**Reading text**
BEGIN
State Income Tax Breaks for Retirees

Most states with an income tax allow retirees to exclude some or all of their income from Social Security, pensions, or both. For many retirees, this makes income taxes the least of their worries.

There are nine states that exempt all federal, military, and in-state pensions as well as all Social Security benefits from income tax: Alabama, Hawaii, Illinois, Louisiana, Massachusetts, Michigan, Mississippi, New York, and Pennsylvania. Alabama, Hawaii, and Illinois also exempt income from certain types of private pensions.

Pennsylvania and Mississippi are unique in that they are the only states in the country that exempt all retirement income, even IRA, and 401(k) distributions. 

There are, however, a few states that are less than hospitable to retirees. Not only are their tax rates high, but they also fully tax pension income. These states and their top tax rates are: California (10.55 percent on income over $1 million), Rhode Island (9.9 percent on all income including capital gains), Vermont (8.95 percent), Connecticut (6.5 percent), and Nebraska (6.84 percent). All of these states, with the exception of California, tax some or all of Social Security benefits.
END
**Questions on the material**
**1)** Reproduce the passage on state income tax breaks for retirees between "There are, however, a" and "Social Security benefits.", inclusive.
**2)** In the text on state income tax breaks for retirees, rewrite the paragraph beginning "There are, however, a few states" as a list, keeping its main facts.
**3)** Extend the text on state income tax breaks for retirees, starting after its final sentence.

**Extracted records**
BEGIN
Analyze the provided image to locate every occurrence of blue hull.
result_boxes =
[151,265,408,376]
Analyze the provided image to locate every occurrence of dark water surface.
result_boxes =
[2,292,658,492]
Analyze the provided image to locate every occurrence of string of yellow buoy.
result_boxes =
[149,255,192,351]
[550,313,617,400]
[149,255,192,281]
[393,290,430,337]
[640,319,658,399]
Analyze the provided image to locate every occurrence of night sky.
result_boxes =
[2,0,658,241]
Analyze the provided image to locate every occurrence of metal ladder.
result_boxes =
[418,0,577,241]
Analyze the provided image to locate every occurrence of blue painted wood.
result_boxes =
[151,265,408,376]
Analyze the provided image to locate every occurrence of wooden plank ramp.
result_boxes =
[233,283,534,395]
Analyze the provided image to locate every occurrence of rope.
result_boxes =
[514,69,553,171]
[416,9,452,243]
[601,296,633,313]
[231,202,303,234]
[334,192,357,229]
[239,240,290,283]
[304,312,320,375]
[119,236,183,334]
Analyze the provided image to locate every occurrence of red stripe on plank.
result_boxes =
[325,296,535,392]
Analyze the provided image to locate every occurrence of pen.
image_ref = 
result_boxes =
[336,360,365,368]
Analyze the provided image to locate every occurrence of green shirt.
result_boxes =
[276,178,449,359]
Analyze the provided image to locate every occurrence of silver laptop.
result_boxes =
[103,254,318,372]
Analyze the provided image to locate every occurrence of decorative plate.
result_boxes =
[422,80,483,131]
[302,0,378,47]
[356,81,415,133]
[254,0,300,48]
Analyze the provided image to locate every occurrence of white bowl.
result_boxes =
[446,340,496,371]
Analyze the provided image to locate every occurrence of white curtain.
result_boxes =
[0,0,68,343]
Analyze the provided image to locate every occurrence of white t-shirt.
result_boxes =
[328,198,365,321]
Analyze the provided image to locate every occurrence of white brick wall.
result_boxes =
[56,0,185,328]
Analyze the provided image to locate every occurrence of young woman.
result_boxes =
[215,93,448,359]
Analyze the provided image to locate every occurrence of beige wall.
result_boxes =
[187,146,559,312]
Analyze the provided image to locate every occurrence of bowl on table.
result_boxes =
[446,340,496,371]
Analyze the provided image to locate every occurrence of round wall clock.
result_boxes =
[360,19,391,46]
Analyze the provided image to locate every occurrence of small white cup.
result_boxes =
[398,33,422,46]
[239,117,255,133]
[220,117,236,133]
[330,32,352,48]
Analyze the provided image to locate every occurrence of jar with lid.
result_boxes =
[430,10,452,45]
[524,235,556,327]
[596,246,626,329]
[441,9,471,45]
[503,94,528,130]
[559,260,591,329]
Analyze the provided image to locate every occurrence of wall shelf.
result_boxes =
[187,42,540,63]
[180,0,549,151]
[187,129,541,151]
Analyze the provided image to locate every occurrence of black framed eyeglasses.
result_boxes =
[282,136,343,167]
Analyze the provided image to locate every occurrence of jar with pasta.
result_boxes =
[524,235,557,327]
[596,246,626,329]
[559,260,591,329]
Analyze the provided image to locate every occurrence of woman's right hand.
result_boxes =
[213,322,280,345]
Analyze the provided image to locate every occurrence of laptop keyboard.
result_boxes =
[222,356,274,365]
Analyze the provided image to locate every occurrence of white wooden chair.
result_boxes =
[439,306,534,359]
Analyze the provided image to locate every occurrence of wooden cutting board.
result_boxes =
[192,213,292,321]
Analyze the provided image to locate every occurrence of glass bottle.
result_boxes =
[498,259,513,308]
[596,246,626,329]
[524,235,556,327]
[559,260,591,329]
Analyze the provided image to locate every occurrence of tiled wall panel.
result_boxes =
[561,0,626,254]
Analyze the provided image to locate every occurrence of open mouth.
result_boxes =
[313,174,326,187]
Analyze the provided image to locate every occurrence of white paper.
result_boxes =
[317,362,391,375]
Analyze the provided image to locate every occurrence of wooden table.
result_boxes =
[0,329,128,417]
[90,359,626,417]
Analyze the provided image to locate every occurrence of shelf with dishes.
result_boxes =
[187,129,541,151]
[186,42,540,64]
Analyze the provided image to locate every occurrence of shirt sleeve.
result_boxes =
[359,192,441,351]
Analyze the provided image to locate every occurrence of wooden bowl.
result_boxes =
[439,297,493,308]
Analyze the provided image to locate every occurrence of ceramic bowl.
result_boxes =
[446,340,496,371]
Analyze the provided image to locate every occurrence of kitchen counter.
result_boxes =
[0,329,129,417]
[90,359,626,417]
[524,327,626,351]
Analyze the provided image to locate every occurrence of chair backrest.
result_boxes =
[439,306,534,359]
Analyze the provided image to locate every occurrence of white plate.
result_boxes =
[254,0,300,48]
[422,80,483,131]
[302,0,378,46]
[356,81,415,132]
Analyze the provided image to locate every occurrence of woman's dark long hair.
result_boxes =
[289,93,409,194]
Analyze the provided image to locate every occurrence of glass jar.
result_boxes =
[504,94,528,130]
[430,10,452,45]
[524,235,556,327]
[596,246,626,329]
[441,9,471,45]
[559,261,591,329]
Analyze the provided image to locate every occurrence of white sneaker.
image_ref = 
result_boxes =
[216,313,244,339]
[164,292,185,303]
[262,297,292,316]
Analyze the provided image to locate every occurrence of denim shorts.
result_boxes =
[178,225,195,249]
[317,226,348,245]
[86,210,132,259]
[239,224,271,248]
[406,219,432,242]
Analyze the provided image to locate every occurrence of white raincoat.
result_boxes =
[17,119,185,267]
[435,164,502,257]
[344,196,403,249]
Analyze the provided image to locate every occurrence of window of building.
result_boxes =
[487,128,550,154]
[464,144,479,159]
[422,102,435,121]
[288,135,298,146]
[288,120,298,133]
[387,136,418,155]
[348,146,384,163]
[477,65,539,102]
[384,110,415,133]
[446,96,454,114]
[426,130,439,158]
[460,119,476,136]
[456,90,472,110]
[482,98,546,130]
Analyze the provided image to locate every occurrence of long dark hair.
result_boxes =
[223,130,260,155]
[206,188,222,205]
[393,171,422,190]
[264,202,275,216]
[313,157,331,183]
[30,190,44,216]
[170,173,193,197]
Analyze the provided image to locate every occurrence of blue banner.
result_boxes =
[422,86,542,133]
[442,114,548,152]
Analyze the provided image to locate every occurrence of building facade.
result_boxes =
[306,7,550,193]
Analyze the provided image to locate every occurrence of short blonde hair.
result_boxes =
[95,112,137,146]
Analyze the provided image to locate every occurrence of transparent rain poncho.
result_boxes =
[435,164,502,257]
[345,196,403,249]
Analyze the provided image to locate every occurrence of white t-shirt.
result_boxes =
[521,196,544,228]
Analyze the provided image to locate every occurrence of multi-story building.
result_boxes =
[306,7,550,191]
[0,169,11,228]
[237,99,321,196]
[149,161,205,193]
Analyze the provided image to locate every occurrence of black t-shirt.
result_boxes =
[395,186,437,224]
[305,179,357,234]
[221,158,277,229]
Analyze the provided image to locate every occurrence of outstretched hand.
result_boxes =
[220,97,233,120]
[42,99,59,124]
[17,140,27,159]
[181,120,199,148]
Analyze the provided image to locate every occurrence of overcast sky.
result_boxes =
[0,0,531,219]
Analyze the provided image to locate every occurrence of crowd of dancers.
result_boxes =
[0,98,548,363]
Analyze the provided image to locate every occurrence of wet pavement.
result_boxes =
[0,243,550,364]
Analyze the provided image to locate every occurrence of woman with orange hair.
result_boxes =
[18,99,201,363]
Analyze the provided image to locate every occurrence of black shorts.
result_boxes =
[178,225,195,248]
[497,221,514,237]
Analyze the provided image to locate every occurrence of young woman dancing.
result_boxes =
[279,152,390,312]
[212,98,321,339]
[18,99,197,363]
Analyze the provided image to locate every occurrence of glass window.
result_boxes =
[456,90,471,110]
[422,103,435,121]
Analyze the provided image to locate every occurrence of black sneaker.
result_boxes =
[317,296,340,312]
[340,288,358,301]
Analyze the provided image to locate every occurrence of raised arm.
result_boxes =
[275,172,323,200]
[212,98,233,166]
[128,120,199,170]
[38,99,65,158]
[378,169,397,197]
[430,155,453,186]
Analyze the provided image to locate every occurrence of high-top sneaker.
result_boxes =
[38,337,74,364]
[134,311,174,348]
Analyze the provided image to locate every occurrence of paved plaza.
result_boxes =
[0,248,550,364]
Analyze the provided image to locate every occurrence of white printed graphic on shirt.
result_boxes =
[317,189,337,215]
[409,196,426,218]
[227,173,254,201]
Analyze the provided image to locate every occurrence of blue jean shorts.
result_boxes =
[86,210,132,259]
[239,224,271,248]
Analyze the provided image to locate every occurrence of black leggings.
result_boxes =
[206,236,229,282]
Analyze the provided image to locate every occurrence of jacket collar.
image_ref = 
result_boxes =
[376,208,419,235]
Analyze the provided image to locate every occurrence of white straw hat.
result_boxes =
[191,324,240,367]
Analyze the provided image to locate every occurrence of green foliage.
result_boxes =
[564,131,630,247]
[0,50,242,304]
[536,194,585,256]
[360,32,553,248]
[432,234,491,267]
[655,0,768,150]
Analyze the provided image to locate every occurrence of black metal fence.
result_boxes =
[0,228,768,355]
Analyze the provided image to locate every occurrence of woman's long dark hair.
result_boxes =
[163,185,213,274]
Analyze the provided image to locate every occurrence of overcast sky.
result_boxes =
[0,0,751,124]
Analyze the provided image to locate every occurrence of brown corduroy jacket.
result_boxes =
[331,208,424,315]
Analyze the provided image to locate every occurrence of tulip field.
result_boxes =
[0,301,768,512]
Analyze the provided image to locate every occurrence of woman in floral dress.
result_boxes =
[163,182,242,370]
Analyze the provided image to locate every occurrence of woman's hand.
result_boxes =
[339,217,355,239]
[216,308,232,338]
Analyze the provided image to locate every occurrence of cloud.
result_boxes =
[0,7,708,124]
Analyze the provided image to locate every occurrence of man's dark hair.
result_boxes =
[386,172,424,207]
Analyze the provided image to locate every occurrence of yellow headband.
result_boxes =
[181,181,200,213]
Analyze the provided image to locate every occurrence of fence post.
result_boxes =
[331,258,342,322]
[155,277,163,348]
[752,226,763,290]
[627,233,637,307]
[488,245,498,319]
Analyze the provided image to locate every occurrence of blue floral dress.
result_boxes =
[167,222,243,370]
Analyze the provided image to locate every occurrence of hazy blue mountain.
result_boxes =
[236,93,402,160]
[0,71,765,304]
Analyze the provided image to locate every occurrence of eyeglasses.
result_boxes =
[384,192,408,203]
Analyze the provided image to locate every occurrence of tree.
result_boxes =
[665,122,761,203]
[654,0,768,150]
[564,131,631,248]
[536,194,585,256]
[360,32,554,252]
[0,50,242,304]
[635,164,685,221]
END
**Written answers**
**1)**
There are, however, a few states that are less than hospitable to retirees. Not only are their tax rates high, but they also fully tax pension income. These states and their top tax rates are: California (10.55 percent on income over $1 million), Rhode Island (9.9 percent on all income including capital gains), Vermont (8.95 percent), Connecticut (6.5 percent), and Nebraska (6.84 percent). All of these states, with the exception of California, tax some or all of Social Security benefits.

**2)**
States that are less hospitable to retirees have high tax rates and fully tax pension income:
- California: 10.55 percent on income over $1 million
- Rhode Island: 9.9 percent on all income, including capital gains
- Vermont: 8.95 percent
- Connecticut: 6.5 percent
- Nebraska: 6.84 percent

All of these states except California tax some or all of Social Security benefits.

**3)**
More information on state income taxes for retirees

Property Tax Relief

Property taxes can be especially difficult for retirees with low incomes and high housing costs. Fortunately, all 50 states offer some type of property tax relief program. Forty states provide homestead exemptions that reduce the assessed value of your home, or property tax credits that reduce your tax bill directly. Most states also have special exemptions for senior residents over a certain age and who meet income requirements.  

The Tax Foundation, a nonpartisan tax research group in Washington, D.C., found that people living in Louisiana, Hawaii, Alabama, the District of Columbia, Delaware, and Mississippi paid the least property taxes compared to home value. Florida, a retirement mecca, came in nearly right in the middle, ranked 24th.  

Nevada, another popular retirement destination, gets an honorable mention for property taxes. This is because Nevada’s property tax is based on a mere 35 percent of the fair market value of the property, while most states use 100 percent of fair market value.  In addition, those over 62 who meet income limits can receive a rebate of up to 90 percent of their property taxes.

States With the Lowest Sales Tax

There are only five states that do not have a sales tax: Alaska, Delaware, Montana, New Hampshire, and Oregon. Although Alaska does not charge a state sales tax, it does allow cities and counties to impose sales taxes, which range from 1 percent to 7 percent. 

Of the states that do charge sales tax, those with the lowest combined state and local tax rates, according to the Tax Foundation, are: Hawaii (4.38 percent), Maine (5.00 percent), Virginia (5.00 percent), Wyoming (5.38 percent), and Wisconsin (5.42 percent).

The Verdict

So, which state is has the best overall tax climate for retired persons? It depends on the type and amount of income you will be bringing in, the value of your home, your cash-on-hand, and any specific tax issues you may have.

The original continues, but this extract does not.